* YOUR ASSIGNMENT: Nothing in the records may be left out or altered; reproduce them all exactly.
+++++
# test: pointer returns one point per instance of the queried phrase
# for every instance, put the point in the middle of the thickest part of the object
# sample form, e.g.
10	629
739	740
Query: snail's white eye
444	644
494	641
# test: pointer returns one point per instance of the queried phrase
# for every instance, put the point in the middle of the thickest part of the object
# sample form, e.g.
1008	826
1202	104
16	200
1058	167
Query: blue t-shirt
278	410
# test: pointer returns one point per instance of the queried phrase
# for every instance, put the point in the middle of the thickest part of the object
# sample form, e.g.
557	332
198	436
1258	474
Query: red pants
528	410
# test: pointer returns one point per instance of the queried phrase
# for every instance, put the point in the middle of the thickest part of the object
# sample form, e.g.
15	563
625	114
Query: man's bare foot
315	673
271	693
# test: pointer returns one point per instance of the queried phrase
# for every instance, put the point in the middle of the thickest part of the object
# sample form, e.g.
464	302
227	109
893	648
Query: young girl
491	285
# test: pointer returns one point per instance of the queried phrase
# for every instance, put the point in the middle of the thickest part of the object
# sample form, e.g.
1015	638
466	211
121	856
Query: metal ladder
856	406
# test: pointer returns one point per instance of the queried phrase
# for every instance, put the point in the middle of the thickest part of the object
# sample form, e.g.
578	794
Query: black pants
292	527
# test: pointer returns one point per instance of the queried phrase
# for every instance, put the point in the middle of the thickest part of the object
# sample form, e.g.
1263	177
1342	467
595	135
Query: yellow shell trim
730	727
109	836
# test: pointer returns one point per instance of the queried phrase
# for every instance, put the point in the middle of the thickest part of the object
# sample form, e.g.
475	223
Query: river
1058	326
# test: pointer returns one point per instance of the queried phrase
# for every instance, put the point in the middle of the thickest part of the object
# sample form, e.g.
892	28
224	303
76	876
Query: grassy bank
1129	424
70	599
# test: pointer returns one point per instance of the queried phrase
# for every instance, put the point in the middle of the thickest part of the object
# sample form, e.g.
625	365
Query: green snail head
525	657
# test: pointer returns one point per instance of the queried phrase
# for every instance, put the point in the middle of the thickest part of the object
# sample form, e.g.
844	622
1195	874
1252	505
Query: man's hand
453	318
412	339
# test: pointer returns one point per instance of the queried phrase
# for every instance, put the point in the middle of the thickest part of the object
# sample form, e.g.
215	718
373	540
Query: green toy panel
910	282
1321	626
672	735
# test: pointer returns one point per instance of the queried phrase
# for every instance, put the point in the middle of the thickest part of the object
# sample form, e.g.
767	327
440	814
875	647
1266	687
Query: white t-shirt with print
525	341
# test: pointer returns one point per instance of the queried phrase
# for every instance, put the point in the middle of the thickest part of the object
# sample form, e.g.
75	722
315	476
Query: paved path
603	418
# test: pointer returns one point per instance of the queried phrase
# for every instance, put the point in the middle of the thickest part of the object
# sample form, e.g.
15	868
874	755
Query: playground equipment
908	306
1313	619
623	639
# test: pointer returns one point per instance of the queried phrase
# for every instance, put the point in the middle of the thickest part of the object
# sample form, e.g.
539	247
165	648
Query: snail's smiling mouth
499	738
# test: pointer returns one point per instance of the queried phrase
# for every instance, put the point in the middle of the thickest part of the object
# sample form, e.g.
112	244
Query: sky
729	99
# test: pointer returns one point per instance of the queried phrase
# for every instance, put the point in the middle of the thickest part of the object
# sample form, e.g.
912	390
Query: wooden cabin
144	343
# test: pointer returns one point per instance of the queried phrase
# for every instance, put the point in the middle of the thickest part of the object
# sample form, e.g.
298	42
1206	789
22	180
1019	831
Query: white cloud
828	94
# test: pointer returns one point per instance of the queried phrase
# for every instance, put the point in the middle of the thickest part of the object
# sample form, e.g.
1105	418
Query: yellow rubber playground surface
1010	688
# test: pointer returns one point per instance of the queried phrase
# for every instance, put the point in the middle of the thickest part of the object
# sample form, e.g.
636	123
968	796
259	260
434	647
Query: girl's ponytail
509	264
+++++
* EXERCISE OUTPUT:
# test: pointer returns one point per instance of the queried phrase
# for every instance, put the point in the middle of the thickest part of the object
# sample form, e.g.
10	629
739	740
Query: snail's white eye
444	644
494	641
# test: pointer returns one point per instance of the queried phrase
# for every instance, put the point in the middle of the thickest part of the object
# sample form, e.g.
1008	826
1202	104
16	200
1058	167
Query: blue t-shirt
278	410
# test: pointer returns one point per instance of the queried phrase
# for every instance, put the point in the middle of the thickest part of the object
# sample form, e.g.
557	332
198	436
1258	474
Query: red pants
528	410
# test: pointer returns one point per instance of the queried phrase
# for every instance, put the point in the middle of the thickest part of the object
# sample form, e.g.
15	563
625	114
Query: man's bare foot
315	673
271	693
# test: pointer returns one point per instance of the queried phrase
# for every instance, put the point in the middle of the thickest part of the object
# sample form, e.g.
464	302
227	109
893	648
Query: young girl
491	285
# test: pointer returns one point per instance of the queried phrase
# for every instance, put the point in the middle of the thickest part of the object
# sample form, e.g.
1015	638
466	211
121	856
Query: metal ladder
856	406
# test: pointer returns one point per instance of the queried phrase
# for every instance, put the point in the middle of the thickest part of the object
# sample form, e.g.
578	794
Query: black pants
292	527
# test: pointer returns one point per instance of the queried phrase
# for every instance, put the point in the middle of the thickest part of the object
# sample form, e.g.
1263	177
1342	467
595	135
Query: yellow shell trim
730	727
109	836
# test: pointer returns one point per instance of the queried phrase
# for every instance, put the point in the middle of the thickest part of the object
# sample form, e.g.
475	223
Query: river
1058	326
# test: pointer returns one point per instance of the queried phrase
# for every instance, put the point in the middle of the thickest part of the object
# sample form, e.g.
892	28
224	303
76	876
Query: grassy bank
1129	424
70	599
# test: pointer returns one point per instance of the queried phrase
# for every instance, put the point in the middle of the thickest part of the object
# sample form, e.g.
625	365
Query: green snail head
525	657
# test: pointer returns one point per instance of the queried phrase
# for every instance, put the point in the middle of the thickest part of the object
# sample form, e.g.
844	622
1195	874
1252	505
Query: man's hand
453	318
412	339
# test: pointer returns one point per instance of the queried phrase
# for every instance, put the point in the middle of the thickest part of the object
# sample form, e.g.
215	718
373	540
Query: green toy panel
910	282
1321	626
672	735
# test: pointer returns one point per instance of the queried phrase
# for every instance, put the point in the middle of the thickest part of the object
# sample form, e.g.
767	327
440	814
875	647
1266	687
Query: white t-shirt with print
525	341
# test: pointer returns one point per instance of the queried phrase
# for every instance, put the point in the middle of the thickest part of the object
# sample form, e.g.
75	722
315	476
Query: paved path
603	418
# test: pointer returns one point per instance of the queried phrase
# for every instance, put the point in the middle of the thickest part of the object
# sample form, e.g.
15	868
874	755
Query: playground equipment
908	306
1313	619
623	639
# test: pointer returns one point per instance of the queried phrase
# for every instance, put the point in the middle of the thickest part of the object
# sample form, e.g.
539	247
165	648
Query: snail's smiling mouth
499	738
# test: pointer returns one point per instance of the queried phrase
# for every instance, put the point in the middle of the thickest part of the object
# sample form, e.g.
112	244
Query: sky
729	99
# test: pointer returns one point per instance of the queried phrase
# for every instance, put the point in the middle of the thickest part of the object
# sample form, e.g.
912	390
Query: wooden cabin
144	343
# test: pointer returns one point per instance of the queried phrase
# for every instance, put the point in the middle of the thickest part of the object
# sample form, e.g.
298	42
1206	789
22	180
1019	831
Query: white cloud
828	94
# test: pointer returns one point per instance of the queried phrase
# for every instance, put the point in the middle of the thickest part of the object
# sample form, e.g.
1105	418
Query: yellow rubber playground surface
1010	688
# test: pointer returns one point per instance of the queried phrase
# for every instance, put the point in the middle of the thickest part of the object
# sample form, e.g.
636	123
968	796
259	260
434	647
Query: girl's ponytail
509	264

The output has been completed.